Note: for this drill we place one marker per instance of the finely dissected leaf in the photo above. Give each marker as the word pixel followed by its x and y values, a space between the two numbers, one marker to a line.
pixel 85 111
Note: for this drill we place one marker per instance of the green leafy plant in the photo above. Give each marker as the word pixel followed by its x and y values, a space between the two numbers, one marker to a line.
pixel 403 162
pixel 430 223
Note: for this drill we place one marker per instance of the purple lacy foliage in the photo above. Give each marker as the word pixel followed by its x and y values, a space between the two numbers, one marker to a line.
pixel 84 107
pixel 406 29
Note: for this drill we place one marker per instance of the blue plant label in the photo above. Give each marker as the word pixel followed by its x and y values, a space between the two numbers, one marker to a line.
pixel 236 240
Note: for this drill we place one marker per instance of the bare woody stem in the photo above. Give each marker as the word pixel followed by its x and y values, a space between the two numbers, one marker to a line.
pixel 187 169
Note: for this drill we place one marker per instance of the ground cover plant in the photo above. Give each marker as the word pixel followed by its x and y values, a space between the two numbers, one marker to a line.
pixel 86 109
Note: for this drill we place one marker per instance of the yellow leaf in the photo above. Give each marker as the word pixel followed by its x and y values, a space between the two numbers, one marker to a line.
--------------------------------------------------
- [Exercise requirements]: Copy all of the material word for word.

- [The response]:
Note: for this drill we place one marker per instance of the finely dissected leaf in the photo above. Give each marker as the word pixel followed by its x and y values, a space between the two numbers, one marker to a line.
pixel 85 111
Note: for this drill we place one marker per instance of the green leafy plant in the photo above. Give each marker as the word pixel followed by its x and y values, a space between the two numbers, one marker to a line.
pixel 403 162
pixel 430 223
Note: for this drill we place one marker per instance of the purple lacy foliage in the photo above. Give each marker as the word pixel followed by its x and y values, a space between the two numbers, one marker to a line.
pixel 84 107
pixel 406 29
Note: for this drill we place one marker per instance of the blue plant label in the photo above. Give each marker as the word pixel followed by its x and y values, a space between the two numbers, one marker to a line.
pixel 236 240
Note: for this drill we place one marker per instance of the bare woody stem in the photo above. Give each marker as the word pixel followed by its x and y values, a space between the two numbers, one marker to a line.
pixel 187 169
Note: for this drill we place one marker per instance of the ground cover plant in the photo above. Give each marker as the word pixel followed by its x and y values, a space between the two numbers, one marker to a line.
pixel 86 109
Note: for this drill we place one marker per instance of the yellow leaf in the photo above. Give each marker as the word pixel followed by its x and y values, a space between the two numbers, one marker to a line.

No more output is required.